WRITTEN REQUEST:
Which lines of the records below contain the string "plate"? Identify each one and copy it in full, treating uppercase and lowercase as different.

:: RECORDS FOR THE EXERCISE ::

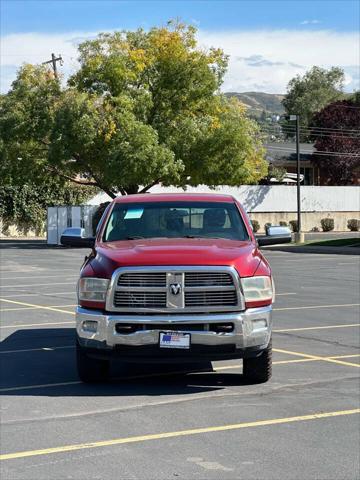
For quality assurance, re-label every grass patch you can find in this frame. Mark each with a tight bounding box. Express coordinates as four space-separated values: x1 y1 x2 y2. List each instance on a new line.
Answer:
306 238 360 247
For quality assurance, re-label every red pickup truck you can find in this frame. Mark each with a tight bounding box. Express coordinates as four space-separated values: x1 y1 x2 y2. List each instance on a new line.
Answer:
71 193 291 383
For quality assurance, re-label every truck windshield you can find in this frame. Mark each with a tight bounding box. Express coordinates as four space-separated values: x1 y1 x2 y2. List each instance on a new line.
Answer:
103 202 249 242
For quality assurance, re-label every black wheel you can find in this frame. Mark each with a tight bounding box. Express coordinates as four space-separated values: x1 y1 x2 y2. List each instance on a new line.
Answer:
243 339 272 383
76 343 110 383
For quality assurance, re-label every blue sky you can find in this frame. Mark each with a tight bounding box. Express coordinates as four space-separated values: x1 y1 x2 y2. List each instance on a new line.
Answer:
0 0 360 93
1 0 359 35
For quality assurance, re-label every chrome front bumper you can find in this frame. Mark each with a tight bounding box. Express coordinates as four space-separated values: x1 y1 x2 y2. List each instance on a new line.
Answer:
76 306 272 350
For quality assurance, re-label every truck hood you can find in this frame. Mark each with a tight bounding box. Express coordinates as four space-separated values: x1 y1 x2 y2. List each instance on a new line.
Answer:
91 238 263 278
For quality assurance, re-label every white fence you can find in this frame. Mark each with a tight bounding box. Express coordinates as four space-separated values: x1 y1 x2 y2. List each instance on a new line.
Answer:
47 185 360 244
47 205 97 245
89 185 360 212
151 185 360 213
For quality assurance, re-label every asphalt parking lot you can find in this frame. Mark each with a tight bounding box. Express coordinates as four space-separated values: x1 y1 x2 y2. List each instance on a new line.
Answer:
0 242 360 480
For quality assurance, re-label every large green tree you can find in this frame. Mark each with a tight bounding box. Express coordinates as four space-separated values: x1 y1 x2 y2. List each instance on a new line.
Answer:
0 23 267 197
312 91 360 185
282 66 345 140
0 65 94 233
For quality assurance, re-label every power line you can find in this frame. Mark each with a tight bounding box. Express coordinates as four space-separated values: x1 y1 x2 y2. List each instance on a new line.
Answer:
261 130 360 140
42 53 63 79
261 126 360 139
266 125 360 134
264 145 360 158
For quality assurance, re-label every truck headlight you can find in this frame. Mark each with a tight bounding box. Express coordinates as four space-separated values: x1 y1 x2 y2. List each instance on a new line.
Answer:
241 277 275 307
78 277 110 302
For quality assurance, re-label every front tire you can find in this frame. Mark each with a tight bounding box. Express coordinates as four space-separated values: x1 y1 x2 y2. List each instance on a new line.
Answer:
76 343 110 383
243 339 272 383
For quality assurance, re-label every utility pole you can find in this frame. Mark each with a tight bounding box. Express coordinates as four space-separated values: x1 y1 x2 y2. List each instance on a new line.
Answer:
43 53 63 80
289 115 304 243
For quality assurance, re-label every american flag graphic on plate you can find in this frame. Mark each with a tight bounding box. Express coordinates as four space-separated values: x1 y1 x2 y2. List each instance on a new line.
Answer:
159 332 190 349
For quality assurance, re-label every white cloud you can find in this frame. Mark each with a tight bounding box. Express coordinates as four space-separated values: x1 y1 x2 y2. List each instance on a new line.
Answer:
0 30 360 93
199 30 360 93
300 19 322 25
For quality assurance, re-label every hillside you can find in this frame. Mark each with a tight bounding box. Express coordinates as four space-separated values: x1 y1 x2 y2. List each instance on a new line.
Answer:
225 92 285 117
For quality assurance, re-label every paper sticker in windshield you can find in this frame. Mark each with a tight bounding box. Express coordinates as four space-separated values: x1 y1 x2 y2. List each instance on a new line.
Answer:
124 208 144 220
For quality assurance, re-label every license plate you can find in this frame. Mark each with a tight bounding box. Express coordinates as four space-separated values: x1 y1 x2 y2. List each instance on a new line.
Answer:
159 332 190 349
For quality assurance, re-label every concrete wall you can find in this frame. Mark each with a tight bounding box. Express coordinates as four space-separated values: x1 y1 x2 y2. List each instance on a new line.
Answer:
0 185 360 235
250 212 359 233
150 185 360 212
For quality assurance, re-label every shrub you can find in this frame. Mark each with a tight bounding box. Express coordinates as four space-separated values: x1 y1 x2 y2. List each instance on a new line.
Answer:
92 202 110 235
251 220 260 233
347 218 360 232
320 218 335 232
264 222 272 233
289 220 297 232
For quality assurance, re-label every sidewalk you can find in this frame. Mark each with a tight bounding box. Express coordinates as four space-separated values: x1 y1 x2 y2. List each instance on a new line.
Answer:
261 243 360 256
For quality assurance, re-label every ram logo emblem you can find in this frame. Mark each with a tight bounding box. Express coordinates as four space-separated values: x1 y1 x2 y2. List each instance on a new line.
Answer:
170 283 181 295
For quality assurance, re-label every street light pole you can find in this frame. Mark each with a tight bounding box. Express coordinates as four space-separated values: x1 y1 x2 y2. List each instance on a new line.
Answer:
290 115 304 243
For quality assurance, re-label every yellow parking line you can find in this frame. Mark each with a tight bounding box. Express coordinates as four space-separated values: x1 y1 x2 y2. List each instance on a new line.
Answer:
0 408 360 460
1 320 75 329
0 298 75 315
0 345 75 355
273 323 360 333
0 354 360 393
274 303 360 312
273 348 360 368
0 281 76 288
0 304 77 313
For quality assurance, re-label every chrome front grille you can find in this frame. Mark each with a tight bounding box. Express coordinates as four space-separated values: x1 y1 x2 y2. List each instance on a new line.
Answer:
114 291 166 308
185 272 234 287
106 266 244 314
118 272 166 287
185 290 237 307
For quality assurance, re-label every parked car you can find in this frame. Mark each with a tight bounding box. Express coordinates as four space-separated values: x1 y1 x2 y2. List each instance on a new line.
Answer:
69 193 291 383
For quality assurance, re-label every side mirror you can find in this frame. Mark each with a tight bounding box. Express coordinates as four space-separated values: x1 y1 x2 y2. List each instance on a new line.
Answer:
60 227 95 248
256 225 292 247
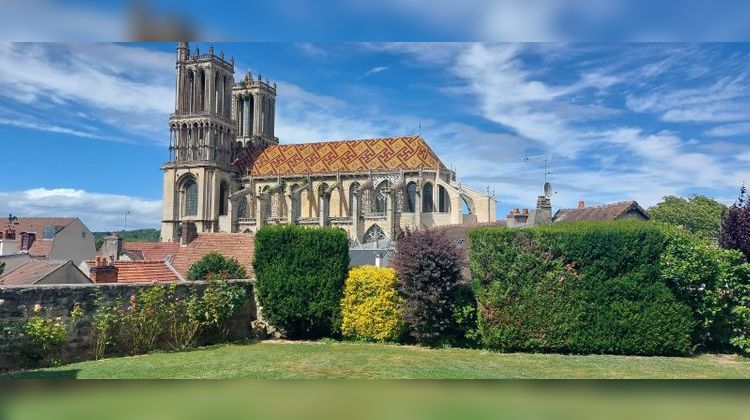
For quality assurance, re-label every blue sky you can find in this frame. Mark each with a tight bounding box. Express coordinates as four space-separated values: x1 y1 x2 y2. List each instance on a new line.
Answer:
0 43 750 230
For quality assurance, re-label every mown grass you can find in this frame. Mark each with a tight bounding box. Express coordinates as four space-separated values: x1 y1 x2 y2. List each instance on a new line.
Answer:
2 341 750 379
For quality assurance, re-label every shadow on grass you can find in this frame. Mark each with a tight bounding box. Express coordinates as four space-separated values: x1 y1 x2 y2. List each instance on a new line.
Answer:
0 369 80 380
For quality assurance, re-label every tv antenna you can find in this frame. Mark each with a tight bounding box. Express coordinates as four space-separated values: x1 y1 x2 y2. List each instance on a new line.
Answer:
523 155 559 185
122 210 133 233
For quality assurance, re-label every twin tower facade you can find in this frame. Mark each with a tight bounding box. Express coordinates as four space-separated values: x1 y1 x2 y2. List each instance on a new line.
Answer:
161 42 279 242
161 42 495 243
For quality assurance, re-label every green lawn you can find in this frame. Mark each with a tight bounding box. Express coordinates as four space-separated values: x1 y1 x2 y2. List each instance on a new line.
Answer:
0 341 750 379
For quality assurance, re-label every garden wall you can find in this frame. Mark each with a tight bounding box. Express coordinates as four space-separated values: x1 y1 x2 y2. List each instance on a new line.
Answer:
0 280 257 371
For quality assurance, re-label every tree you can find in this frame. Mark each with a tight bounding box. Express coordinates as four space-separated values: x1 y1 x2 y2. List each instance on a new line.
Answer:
187 252 247 280
648 195 727 240
719 185 750 261
393 229 464 346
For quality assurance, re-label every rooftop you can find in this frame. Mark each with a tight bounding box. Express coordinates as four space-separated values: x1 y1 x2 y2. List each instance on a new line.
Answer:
86 260 182 283
554 200 650 222
172 233 255 277
236 136 447 176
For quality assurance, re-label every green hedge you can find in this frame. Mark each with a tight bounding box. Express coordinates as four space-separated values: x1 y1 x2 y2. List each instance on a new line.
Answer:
253 225 349 338
469 221 695 355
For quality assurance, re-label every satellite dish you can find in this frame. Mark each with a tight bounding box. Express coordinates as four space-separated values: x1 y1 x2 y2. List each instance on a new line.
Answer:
544 182 555 198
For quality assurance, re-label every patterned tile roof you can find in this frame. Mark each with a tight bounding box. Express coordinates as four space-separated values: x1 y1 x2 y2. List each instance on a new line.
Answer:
554 201 650 222
235 136 447 176
172 233 255 278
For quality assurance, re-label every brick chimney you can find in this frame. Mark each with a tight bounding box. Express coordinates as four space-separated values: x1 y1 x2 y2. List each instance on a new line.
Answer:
506 208 529 227
178 222 198 246
102 232 122 261
89 257 117 283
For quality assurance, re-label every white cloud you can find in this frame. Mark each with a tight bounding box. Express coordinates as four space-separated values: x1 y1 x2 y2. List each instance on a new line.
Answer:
359 66 390 79
0 118 119 140
0 43 174 141
294 42 328 57
626 76 750 122
0 188 162 231
706 122 750 137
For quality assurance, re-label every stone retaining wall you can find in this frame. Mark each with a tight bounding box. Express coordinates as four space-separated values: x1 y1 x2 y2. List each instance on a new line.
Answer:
0 280 258 372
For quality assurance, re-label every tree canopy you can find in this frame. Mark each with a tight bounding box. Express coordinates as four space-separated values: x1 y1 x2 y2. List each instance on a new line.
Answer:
648 195 727 240
719 185 750 261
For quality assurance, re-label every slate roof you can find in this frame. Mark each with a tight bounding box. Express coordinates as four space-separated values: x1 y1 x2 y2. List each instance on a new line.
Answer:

:::

FINISHED ANSWER:
For quality assurance, re-label every american flag graphic on plate you can find in this frame. Mark each with a tight bounding box. Express coordinates as four space-separated values: x1 y1 x2 y2. List each instance on a new line.
For quality assurance, re-label every license plate you can find in this frame. Mark each with a tight bounding box. Express coordinates as four space-separated values: x1 y1 x2 y2. List each instance on a new line.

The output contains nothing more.